§ **练习**: 把记录从开头起、到含有“[[965, 570], [814, 670]]”的那一行止（两端都包括在内）表示为一个 JSON 字符串列表，每行对应一个字符串，空行略去。
--- 原始数据 ---
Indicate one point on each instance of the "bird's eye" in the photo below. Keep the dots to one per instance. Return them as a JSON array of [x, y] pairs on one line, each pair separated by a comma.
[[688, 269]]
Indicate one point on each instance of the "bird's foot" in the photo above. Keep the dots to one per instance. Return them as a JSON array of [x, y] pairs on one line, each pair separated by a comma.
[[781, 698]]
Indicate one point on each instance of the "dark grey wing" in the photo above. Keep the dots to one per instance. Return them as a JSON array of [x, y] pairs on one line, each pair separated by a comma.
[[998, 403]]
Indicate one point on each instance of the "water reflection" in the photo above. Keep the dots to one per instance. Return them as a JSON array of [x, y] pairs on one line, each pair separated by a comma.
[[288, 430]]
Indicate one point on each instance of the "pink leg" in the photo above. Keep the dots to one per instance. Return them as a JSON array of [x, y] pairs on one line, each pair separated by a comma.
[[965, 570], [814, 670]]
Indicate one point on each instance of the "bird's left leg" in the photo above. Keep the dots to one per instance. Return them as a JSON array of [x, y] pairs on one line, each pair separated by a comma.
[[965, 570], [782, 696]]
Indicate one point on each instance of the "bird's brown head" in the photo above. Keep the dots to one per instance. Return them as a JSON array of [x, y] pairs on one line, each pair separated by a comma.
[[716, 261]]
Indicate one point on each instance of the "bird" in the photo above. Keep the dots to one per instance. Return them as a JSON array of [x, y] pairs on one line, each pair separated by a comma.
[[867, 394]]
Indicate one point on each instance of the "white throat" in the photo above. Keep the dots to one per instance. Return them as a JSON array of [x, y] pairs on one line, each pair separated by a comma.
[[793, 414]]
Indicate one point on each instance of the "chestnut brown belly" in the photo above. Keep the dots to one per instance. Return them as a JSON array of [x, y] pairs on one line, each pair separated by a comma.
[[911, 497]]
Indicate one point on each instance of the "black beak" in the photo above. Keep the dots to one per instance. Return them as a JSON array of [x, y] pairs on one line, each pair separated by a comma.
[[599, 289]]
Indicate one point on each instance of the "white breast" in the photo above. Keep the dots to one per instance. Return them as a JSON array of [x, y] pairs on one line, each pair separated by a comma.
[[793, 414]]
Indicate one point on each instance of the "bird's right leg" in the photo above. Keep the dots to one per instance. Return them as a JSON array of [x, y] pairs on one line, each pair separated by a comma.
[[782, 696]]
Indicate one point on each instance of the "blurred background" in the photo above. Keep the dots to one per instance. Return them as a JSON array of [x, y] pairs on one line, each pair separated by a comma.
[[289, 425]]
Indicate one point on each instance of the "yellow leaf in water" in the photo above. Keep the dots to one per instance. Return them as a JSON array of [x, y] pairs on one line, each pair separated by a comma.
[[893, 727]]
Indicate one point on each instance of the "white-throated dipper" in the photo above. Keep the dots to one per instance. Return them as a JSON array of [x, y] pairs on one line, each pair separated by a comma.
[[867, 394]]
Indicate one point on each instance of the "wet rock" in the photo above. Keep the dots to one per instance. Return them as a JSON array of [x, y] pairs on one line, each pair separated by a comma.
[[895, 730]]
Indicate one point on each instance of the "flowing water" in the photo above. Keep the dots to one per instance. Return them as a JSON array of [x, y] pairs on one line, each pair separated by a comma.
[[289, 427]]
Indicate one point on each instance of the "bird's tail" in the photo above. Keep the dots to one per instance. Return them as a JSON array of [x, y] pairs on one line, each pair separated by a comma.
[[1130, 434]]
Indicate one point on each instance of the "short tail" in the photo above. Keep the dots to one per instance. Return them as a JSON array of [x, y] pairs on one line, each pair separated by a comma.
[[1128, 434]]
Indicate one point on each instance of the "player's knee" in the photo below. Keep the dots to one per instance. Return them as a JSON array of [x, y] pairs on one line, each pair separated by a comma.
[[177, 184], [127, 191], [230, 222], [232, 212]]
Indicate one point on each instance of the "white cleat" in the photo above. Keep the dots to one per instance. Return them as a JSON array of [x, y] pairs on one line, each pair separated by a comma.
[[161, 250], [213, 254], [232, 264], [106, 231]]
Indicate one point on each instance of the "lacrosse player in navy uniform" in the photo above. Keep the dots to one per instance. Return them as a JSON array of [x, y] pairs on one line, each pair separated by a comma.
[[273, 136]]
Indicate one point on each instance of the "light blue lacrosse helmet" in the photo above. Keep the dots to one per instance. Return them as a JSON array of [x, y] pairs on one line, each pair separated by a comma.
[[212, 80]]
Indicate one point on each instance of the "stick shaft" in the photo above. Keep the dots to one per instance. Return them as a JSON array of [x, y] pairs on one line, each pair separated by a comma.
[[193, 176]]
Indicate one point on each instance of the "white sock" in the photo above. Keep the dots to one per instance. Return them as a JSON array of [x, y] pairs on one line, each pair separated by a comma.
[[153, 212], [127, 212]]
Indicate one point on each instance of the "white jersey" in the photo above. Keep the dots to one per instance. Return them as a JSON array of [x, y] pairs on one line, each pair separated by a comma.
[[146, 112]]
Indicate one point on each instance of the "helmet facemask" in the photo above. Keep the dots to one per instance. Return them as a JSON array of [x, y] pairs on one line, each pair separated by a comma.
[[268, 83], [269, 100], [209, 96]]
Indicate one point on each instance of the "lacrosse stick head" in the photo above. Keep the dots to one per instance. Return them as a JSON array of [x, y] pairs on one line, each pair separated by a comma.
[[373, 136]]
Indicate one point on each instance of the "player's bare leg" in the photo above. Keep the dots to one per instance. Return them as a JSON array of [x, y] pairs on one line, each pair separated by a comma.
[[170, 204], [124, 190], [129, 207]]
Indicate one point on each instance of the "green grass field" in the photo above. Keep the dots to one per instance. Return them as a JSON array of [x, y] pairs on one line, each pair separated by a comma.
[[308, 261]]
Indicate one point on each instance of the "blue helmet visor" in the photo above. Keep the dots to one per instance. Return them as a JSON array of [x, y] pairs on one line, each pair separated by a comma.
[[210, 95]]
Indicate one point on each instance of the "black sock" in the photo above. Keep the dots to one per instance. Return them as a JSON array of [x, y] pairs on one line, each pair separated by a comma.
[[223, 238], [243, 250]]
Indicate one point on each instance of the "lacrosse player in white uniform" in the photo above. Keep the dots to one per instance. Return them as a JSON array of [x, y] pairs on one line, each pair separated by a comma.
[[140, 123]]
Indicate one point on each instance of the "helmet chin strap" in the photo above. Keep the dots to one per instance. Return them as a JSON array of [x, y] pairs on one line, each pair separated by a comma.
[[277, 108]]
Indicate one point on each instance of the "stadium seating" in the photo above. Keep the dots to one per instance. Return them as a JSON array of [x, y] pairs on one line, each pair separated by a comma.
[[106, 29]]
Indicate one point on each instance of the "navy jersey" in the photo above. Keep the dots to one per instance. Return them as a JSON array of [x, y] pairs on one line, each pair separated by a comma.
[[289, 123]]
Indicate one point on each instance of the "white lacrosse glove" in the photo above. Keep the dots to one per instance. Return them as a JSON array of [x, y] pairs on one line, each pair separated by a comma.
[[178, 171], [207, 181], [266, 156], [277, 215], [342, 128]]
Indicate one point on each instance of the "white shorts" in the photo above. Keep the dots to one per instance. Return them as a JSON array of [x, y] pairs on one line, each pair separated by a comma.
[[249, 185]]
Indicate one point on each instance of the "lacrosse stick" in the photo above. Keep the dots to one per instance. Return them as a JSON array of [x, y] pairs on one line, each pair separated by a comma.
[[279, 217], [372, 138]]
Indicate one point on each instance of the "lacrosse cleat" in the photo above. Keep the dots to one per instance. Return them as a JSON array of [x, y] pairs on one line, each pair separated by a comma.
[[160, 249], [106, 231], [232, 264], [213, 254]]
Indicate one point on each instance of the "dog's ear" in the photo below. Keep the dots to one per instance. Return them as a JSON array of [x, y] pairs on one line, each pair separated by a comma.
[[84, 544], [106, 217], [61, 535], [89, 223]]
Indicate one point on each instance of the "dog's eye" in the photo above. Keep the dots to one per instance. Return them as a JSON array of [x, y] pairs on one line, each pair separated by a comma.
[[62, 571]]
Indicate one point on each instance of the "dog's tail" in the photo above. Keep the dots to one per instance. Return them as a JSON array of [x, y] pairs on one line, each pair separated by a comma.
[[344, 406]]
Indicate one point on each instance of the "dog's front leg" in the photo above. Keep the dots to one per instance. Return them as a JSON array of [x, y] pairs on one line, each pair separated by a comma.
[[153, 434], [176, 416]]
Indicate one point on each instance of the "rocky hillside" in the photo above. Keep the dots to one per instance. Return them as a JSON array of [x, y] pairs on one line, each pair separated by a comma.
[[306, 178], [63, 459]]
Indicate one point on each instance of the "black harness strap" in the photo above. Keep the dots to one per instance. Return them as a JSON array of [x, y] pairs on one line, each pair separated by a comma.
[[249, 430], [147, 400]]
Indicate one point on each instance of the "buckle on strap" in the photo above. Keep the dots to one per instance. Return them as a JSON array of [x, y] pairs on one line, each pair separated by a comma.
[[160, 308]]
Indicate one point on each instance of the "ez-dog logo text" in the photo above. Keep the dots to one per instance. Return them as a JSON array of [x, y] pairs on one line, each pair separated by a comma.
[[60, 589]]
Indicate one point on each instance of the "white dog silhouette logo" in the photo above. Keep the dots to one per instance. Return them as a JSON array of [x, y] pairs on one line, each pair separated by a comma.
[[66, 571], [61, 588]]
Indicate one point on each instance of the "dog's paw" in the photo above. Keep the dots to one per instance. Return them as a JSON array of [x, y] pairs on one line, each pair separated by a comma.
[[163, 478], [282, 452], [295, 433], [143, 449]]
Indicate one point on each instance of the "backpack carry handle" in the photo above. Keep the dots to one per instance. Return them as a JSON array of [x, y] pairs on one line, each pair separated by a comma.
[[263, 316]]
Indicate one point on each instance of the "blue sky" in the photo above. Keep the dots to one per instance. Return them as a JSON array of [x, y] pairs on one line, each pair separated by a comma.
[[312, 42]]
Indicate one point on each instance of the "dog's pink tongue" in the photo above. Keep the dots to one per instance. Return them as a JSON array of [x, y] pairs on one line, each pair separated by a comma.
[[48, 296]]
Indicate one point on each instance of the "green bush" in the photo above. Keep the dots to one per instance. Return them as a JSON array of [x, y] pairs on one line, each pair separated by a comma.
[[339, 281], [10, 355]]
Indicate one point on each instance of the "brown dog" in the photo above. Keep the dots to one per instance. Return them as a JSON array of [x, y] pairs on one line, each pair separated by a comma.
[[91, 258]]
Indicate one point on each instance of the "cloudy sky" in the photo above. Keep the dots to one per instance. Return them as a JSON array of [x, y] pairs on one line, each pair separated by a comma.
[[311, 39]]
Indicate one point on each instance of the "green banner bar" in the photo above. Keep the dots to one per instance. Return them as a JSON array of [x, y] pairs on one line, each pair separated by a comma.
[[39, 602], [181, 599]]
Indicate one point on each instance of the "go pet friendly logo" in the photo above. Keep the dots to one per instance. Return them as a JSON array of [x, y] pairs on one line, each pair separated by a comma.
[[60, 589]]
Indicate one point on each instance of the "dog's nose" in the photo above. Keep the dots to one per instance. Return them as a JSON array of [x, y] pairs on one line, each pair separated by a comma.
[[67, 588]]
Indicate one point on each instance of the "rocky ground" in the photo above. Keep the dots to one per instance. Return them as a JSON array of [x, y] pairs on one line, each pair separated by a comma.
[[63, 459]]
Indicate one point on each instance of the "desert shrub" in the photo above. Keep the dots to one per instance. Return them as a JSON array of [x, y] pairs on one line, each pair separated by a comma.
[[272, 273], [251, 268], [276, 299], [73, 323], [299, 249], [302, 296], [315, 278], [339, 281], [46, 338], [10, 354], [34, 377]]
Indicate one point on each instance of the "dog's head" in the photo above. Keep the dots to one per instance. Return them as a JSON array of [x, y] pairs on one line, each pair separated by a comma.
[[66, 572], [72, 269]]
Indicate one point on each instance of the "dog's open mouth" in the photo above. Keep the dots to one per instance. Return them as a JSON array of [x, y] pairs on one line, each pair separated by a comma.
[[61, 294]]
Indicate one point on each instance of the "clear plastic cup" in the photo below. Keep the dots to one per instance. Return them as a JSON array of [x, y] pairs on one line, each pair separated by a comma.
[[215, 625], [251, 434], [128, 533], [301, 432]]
---
§ **完整答案**:
[
  "Indicate one point on each instance of the \"bird's eye\" in the photo below. Keep the dots to one per instance. Return them as a JSON array of [x, y] pairs on one line, each pair separated by a comma.",
  "[[688, 269]]",
  "Indicate one point on each instance of the \"bird's foot\" in the photo above. Keep the dots to one per instance. Return them as a JSON array of [x, y] pairs on one line, each pair separated by a comma.",
  "[[781, 698]]",
  "Indicate one point on each instance of the \"dark grey wing\" in the photo above. Keep the dots to one per instance. Return them as a JSON array of [x, y] pairs on one line, each pair separated by a comma.",
  "[[998, 403]]",
  "Indicate one point on each instance of the \"water reflection\" in the photo above. Keep the dots to one per instance. Return them as a JSON array of [x, y] pairs on one line, each pair separated by a comma.",
  "[[288, 430]]",
  "Indicate one point on each instance of the \"pink leg\" in the photo above. Keep the dots to one per instance. Return them as a JSON array of [x, y] pairs on one line, each pair separated by a comma.",
  "[[965, 570], [814, 670]]"
]